■ Supplied text
──────────────────────────────

MANILA: The Philippines and Japan are set to sign on Monday a key defense pact that will allow the deployment of troops on each other’s territory.

Japanese Defense Minister Minoru Kihara and Foreign Minister Yoko Kamikawa will hold high-level talks with their Philippine counterparts Gilberto Teodoro and Enrique Manalo in Manila.

The Philippines and Japan — longtime allies of the United States — have been deepening defense ties in the face of an increasingly assertive China.

Philippine President Ferdinand Marcos will witness the signing of the reciprocal access agreement (RAA), which the countries began negotiating in November, the Philippine Presidential Communications Office said.

The accord would provide the legal framework for Japan and the Philippines to send defense personnel to each other’s territory for training and other operations.

Negotiations were “close to conclusion,” Tokyo’s ambassador to Manila, Kazuya Endo, said in a speech on Thursday, as he flagged “significant developments” in Japan’s defense equipment supplies to the Philippines.

The talks follow escalating confrontations at sea between Chinese and Philippine ships as Beijing steps up efforts to push its claims to nearly all of the South China Sea.

The most serious in a number of incidents happened on June 17 when Chinese coast guard personnel wielding knives, sticks and an axe surrounded and boarded three Philippine navy boats during a resupply mission to Second Thomas Shoal in the Spratly Islands.

A Filipino sailor lost a thumb in the clash.

Tokyo and Beijing are also at loggerheads over Japan-controlled disputed islands in the East China Sea.

The RAA was important because it would enable the Philippines “to enhance our interoperability with like-minded partners,” said Manila-based geopolitical analyst Don McLain Gill.

“This would also complement what we are trying to do in terms of enhancing our security partnerships within the US hub and spokes network.”

Washington has been strengthening its network of alliances in the Asia-Pacific region to counter China’s growing military might and influence, which Chinese officials have said is a US effort to create a “NATO” in the region.

──────────────────────────────

■ Provided information
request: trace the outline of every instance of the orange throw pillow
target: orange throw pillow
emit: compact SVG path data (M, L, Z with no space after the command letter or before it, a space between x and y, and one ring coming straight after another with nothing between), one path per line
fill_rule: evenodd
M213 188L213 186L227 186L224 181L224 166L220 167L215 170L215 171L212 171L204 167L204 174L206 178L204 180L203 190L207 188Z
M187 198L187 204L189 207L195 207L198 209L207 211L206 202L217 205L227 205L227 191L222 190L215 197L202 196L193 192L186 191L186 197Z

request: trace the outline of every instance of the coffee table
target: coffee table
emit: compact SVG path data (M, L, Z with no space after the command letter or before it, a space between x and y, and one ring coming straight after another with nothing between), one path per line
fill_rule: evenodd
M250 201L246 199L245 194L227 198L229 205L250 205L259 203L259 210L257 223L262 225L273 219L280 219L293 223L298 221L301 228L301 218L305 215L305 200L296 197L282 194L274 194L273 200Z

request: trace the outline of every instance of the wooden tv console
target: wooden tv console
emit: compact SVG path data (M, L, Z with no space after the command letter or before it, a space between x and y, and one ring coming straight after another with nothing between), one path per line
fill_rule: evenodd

──────────────────────────────

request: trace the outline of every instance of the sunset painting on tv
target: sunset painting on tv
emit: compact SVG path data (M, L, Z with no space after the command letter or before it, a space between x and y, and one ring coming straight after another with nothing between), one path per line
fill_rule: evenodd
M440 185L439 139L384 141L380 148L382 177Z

──────────────────────────────

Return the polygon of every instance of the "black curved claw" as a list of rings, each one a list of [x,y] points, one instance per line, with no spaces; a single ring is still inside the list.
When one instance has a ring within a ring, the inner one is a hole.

──────────────────────────────

■ Task requirements
a) Set down everything in the article on the Philippines-Japan defense pact from "The accord would" down to "to the Philippines.", word for word.
b) Translate this sentence from the article on the Philippines-Japan defense pact into French: "Tokyo and Beijing are also at loggerheads over Japan-controlled disputed islands in the East China Sea."

■ Answers to the exercises
a)
The accord would provide the legal framework for Japan and the Philippines to send defense personnel to each other’s territory for training and other operations.

Negotiations were “close to conclusion,” Tokyo’s ambassador to Manila, Kazuya Endo, said in a speech on Thursday, as he flagged “significant developments” in Japan’s defense equipment supplies to the Philippines.

b) Tokyo et Pékin sont également en conflit au sujet d'îles disputées contrôlées par le Japon en mer de Chine orientale.